Express the stretch of the records from the line containing "Segment every instance of the black caster" through the line containing "[[[105,159],[106,158],[106,148],[101,150],[102,159]]]" as a JSON list of strings, one string per line and blank lines omitted.
:::::
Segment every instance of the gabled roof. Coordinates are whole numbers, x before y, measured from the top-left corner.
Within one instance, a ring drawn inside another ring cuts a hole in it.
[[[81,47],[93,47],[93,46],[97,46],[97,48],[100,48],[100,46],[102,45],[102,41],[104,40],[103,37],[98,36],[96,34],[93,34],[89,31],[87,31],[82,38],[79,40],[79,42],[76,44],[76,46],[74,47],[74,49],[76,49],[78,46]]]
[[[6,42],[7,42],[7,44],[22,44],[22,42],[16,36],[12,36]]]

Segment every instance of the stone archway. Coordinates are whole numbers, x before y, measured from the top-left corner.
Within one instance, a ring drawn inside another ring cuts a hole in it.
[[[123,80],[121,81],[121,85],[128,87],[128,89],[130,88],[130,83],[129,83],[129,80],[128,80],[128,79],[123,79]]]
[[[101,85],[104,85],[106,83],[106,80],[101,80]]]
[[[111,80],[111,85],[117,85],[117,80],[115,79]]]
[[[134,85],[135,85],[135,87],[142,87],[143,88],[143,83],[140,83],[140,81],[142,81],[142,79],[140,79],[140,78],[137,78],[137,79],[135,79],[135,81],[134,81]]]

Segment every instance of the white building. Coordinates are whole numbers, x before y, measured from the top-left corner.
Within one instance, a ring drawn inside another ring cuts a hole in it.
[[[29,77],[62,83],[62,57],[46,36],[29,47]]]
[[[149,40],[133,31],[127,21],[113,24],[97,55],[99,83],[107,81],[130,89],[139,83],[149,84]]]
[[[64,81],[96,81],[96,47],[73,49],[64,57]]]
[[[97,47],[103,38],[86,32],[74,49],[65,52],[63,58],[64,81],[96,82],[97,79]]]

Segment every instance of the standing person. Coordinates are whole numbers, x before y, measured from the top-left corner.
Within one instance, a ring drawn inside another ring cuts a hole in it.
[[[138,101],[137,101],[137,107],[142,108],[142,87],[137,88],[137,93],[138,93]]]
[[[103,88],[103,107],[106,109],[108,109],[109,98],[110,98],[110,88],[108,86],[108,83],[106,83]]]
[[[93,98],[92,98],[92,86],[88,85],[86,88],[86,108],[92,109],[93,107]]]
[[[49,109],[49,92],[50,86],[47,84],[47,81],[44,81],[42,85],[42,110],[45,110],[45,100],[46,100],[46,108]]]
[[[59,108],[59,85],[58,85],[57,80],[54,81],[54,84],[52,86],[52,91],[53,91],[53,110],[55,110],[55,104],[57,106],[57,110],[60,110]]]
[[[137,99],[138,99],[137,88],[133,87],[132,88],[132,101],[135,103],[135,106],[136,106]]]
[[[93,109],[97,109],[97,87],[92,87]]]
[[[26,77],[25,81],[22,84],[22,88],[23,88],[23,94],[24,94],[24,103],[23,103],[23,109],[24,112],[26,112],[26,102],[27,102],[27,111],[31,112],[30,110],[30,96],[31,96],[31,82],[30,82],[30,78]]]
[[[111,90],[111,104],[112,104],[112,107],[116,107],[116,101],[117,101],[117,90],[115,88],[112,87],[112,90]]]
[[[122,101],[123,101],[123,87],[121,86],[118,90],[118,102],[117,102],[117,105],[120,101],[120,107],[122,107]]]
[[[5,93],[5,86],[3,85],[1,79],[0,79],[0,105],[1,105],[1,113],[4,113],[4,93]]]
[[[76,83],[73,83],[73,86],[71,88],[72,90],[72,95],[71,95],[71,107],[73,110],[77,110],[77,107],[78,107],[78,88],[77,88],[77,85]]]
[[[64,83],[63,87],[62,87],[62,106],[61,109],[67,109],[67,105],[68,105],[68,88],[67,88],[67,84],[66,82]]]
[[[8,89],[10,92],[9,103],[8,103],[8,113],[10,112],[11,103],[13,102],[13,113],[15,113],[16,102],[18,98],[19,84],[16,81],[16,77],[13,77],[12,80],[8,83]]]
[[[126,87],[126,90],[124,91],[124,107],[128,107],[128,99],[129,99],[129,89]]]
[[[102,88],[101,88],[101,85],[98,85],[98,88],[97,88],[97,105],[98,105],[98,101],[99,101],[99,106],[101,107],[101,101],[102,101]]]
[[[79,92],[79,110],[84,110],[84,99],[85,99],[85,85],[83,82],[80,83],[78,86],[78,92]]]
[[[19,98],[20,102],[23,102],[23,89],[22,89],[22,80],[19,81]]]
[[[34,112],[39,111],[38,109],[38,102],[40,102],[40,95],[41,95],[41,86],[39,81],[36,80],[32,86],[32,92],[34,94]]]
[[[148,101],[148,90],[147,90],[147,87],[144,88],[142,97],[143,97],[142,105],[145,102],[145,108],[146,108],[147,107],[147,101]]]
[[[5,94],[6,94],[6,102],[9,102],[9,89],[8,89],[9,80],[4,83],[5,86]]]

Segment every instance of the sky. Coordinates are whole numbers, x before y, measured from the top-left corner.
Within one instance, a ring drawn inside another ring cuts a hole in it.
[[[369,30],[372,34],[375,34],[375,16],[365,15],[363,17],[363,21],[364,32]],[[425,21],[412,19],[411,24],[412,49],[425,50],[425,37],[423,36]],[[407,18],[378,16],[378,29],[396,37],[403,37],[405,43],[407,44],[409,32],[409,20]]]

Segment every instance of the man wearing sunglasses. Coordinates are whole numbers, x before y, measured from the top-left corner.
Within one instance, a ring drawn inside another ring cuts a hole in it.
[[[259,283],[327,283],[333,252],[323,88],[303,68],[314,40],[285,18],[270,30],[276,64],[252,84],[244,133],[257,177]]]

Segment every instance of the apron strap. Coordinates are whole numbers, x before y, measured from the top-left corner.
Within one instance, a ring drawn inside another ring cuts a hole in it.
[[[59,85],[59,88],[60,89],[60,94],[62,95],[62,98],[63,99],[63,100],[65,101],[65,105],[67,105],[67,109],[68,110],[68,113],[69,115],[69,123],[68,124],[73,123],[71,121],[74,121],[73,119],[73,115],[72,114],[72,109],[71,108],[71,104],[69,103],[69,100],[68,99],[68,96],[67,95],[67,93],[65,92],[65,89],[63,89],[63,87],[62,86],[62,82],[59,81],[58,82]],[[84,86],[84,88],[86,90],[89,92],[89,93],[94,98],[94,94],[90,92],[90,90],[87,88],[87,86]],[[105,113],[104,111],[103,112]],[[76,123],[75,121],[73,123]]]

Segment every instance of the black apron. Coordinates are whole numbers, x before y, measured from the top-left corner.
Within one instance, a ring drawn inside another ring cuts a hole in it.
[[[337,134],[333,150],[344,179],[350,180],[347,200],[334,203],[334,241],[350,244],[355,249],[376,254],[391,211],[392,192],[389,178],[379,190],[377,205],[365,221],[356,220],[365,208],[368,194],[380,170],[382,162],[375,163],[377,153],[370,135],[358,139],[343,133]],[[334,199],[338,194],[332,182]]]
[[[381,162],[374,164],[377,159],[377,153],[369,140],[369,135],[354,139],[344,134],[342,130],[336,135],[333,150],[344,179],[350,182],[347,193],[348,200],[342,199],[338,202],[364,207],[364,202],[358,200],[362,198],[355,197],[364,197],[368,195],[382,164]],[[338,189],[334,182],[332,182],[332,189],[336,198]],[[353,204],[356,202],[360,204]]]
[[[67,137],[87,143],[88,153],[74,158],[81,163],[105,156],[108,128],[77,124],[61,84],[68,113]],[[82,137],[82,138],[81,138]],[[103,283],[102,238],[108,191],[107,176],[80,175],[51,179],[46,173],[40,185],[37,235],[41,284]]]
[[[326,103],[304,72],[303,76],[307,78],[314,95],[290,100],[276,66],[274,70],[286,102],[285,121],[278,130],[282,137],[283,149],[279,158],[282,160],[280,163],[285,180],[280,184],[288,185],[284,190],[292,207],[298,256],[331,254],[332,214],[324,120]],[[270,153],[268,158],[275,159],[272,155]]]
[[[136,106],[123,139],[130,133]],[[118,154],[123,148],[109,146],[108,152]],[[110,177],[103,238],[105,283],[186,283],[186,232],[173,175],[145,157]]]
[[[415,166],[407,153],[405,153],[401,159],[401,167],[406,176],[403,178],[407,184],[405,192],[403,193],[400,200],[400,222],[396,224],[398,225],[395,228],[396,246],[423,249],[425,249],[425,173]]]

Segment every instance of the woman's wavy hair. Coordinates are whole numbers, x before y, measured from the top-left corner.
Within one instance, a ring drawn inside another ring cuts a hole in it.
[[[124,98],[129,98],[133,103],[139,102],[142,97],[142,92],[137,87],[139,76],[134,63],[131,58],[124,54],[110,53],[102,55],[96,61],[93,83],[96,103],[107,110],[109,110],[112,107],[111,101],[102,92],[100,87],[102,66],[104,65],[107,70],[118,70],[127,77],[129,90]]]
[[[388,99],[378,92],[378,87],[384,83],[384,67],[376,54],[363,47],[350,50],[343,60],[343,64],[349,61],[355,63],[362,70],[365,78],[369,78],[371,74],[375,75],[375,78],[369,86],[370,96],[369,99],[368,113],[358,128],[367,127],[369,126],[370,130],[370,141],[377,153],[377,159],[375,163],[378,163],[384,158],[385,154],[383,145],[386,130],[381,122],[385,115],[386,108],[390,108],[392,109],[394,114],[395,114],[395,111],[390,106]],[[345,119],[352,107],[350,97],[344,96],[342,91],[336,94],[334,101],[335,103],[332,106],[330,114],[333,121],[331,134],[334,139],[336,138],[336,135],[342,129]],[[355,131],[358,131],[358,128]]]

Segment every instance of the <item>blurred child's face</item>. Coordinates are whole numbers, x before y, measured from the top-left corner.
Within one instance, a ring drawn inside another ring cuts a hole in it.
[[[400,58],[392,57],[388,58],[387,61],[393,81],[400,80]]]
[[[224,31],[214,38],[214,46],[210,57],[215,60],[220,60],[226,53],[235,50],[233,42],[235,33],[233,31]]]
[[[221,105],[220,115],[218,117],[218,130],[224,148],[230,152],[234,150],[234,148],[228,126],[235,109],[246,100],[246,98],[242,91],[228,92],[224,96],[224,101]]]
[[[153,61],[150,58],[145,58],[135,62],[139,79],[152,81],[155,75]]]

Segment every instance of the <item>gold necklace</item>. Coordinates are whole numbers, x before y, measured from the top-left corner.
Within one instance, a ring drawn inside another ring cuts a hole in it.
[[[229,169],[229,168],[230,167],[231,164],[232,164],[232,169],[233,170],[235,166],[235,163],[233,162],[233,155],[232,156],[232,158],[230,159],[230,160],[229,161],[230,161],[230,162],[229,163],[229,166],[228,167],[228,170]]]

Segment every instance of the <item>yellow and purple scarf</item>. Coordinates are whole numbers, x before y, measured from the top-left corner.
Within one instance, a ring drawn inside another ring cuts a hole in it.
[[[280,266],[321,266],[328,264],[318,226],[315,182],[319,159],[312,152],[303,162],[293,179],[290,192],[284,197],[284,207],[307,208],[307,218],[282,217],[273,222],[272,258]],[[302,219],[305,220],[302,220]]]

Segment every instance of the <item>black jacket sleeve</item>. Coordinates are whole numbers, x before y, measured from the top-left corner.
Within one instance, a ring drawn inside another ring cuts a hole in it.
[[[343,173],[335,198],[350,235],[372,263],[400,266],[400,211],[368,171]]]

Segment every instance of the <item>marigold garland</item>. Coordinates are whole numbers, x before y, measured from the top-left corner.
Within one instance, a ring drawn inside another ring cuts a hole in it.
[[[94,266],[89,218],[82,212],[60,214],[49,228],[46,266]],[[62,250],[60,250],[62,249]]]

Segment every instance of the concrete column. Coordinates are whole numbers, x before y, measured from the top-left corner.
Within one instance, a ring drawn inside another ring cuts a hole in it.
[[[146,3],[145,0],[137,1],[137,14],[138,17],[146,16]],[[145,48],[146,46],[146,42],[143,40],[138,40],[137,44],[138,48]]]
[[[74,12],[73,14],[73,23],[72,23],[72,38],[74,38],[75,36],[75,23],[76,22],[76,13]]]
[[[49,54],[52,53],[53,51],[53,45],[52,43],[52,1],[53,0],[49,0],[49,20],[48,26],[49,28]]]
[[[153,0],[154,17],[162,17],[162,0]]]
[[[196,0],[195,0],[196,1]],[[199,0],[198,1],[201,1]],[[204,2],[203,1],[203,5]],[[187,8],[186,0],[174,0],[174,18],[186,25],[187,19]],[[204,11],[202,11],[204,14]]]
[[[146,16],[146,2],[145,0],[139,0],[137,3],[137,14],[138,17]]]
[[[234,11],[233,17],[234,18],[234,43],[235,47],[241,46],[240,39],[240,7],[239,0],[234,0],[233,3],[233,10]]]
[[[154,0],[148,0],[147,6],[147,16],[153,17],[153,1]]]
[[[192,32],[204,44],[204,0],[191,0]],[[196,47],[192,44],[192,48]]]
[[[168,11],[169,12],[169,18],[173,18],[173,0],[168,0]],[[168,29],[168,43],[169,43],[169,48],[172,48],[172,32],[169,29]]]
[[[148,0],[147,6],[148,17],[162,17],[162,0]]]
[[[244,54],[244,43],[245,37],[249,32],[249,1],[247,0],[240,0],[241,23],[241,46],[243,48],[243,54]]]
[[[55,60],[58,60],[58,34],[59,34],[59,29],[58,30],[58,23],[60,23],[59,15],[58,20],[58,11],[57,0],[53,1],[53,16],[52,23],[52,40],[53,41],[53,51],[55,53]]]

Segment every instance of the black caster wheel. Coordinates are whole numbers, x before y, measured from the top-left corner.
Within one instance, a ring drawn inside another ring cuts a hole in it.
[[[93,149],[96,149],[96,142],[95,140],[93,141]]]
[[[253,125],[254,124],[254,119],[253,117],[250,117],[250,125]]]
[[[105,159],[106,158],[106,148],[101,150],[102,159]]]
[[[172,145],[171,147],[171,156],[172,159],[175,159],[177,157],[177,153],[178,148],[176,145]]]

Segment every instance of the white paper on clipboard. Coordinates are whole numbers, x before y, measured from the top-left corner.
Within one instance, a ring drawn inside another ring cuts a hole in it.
:::::
Solution to this task »
[
  "Segment every instance of the black caster wheel. Coordinates are whole numbers, x before y, measured from the top-left corner.",
  "Within one instance, a ring drawn inside another ring cuts a hole in it.",
  "[[[93,149],[96,149],[96,142],[95,140],[93,141]]]",
  "[[[253,125],[254,124],[254,119],[253,117],[250,117],[250,125]]]",
  "[[[105,159],[106,158],[106,148],[101,150],[102,159]]]"
]